→ **Texte à étudier**
........

Le temps des réformes

Mais il s'agit encore de cartes politiques qui témoignent de la chance de Chirac, de la finesse de son analyse, de son adéquation avec ce qu'on pourrait appeler l'esprit ou la mentalité de la France profonde, qui n'est pas nécessairement celle qui s'agite et hurle dans les rues de Paris. Il ne s'agit pas encore de ce plan de réformes profondes dont le pays a besoin.
Les Français ne le savent pas nécessairement, eux que divisent plusieurs lignes de partage : elles séparent ces nouveaux nantis que sont les salariés bénéficiant de tous les acquis sociaux que la République a déversés sur eux depuis cinquante-sept ans, des fonctionnaires, dont les privilèges coûtent cher au secteur privé, ou encore de quelques catégories professionnelles, agriculteurs ou autres, qui vivent grâce souvent de subventions.
Il y a deux France : l'une travaille 35 heures, prend ses vacances, reçoit des prestations sociales de toutes sortes (allocations familiales, remboursement des soins, aide au logement, aide scolaire) et, bon an mal an, améliore son sort ; l'autre subit sa détresse : chômeurs, exclus, SMICards, travailleurs à qui le travail n'offre pas une vie décente, immigrés ou descendants d'immigrés maintenus dans leurs ghettos depuis un demi-siècle et gagnés par la tentation de la violence ou du fanatisme.
Si Chirac a encore de la chance, son nouveau et dernier règne coïncidera avec une croissance assez forte et assez durable pour satisfaire les revendications. Par exemple, si le plein emploi existait en France, même le gouvernement de M. Jospin n'aurait pas refusé le C à 20 euros, tout simplement parce que l'assurance-maladie aurait eu les moyens de payer. L'emploi est la clé de tout. Et quand Jospin dit qu'il a sous-estimé le problème de l'insécurité parce qu'il croyait que la croissance en réduirait la dimension, il ne se livre pas à une analyse erronée. Là où Jospin s'est trompé, c'est quand il a crié victoire au sujet des emplois créés, en oubliant les deux millions deux cent mille chômeurs que la croissance économique, pourtant forte, des années 1997-2001, n'a pas réussi à mettre au travail.

Un supplément de bonheur

Jacques Chirac peut-il, doit-il, confier la gestion des affaires intérieures à son Premier ministre pour que lui-même puisse se concentrer sur la politique étrangère et la défense ? Bien entendu, dans le monde très dangereux où nous sommes aujourd'hui, il ne faut négliger ni la sécurité extérieure, ni l'Europe, ni nos relations avec l'Amérique. En outre, il est bien possible que le chef du gouvernement soit plus qualifié que le président pour régler les crises intérieures. Mais un chef d'Etat est jugé, en définitive, sur le supplément de bonheur qu'il est capable d'offrir à ses concitoyens.

........

→ **Travail à faire**
(1) Transformez en liste le paragraphe du texte à étudier qui commence par « Il y a deux France » en conservant ses faits essentiels.
(2) D'après le texte à étudier, combien de chômeurs la croissance des années 1997-2001 n'a-t-elle pas réussi à mettre au travail ?
Les lignes n'interviennent pas dans ce travail.

........

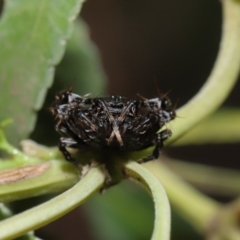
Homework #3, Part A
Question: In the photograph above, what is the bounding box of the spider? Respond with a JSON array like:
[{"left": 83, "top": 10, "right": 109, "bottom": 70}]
[{"left": 51, "top": 89, "right": 176, "bottom": 185}]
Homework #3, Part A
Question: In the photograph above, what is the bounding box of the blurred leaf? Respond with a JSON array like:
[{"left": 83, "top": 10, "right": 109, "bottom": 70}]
[
  {"left": 56, "top": 20, "right": 107, "bottom": 95},
  {"left": 166, "top": 159, "right": 240, "bottom": 196},
  {"left": 173, "top": 108, "right": 240, "bottom": 146},
  {"left": 31, "top": 20, "right": 107, "bottom": 145},
  {"left": 0, "top": 0, "right": 82, "bottom": 144}
]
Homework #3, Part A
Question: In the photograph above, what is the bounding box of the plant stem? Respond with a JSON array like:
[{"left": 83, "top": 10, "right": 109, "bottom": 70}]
[
  {"left": 144, "top": 161, "right": 221, "bottom": 233},
  {"left": 168, "top": 0, "right": 240, "bottom": 142},
  {"left": 164, "top": 159, "right": 240, "bottom": 196},
  {"left": 126, "top": 162, "right": 171, "bottom": 240},
  {"left": 0, "top": 168, "right": 105, "bottom": 240}
]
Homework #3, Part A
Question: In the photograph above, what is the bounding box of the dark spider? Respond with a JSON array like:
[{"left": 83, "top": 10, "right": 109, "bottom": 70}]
[{"left": 51, "top": 90, "right": 176, "bottom": 186}]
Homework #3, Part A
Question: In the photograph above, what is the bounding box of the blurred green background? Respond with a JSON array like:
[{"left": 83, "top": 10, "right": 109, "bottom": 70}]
[{"left": 0, "top": 0, "right": 240, "bottom": 240}]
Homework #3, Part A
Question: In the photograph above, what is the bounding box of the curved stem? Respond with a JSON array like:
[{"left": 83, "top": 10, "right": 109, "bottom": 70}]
[
  {"left": 0, "top": 168, "right": 105, "bottom": 239},
  {"left": 168, "top": 0, "right": 240, "bottom": 142},
  {"left": 144, "top": 161, "right": 221, "bottom": 233},
  {"left": 126, "top": 162, "right": 171, "bottom": 240}
]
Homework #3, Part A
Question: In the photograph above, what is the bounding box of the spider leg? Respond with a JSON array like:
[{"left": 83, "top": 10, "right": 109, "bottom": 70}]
[
  {"left": 142, "top": 129, "right": 172, "bottom": 162},
  {"left": 58, "top": 137, "right": 79, "bottom": 165}
]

........

→ **Vos réponses**
(1)
- Il existe deux France.
- La première travaille 35 heures, prend ses vacances, reçoit des prestations sociales (allocations familiales, remboursement des soins, aide au logement, aide scolaire) et, bon an mal an, améliore son sort.
- La seconde subit sa détresse : chômeurs, exclus, smicards, travailleurs à qui le travail n'offre pas une vie décente, immigrés ou descendants d'immigrés maintenus dans leurs ghettos depuis un demi-siècle et tentés par la violence ou le fanatisme.

(2) Deux millions deux cent mille.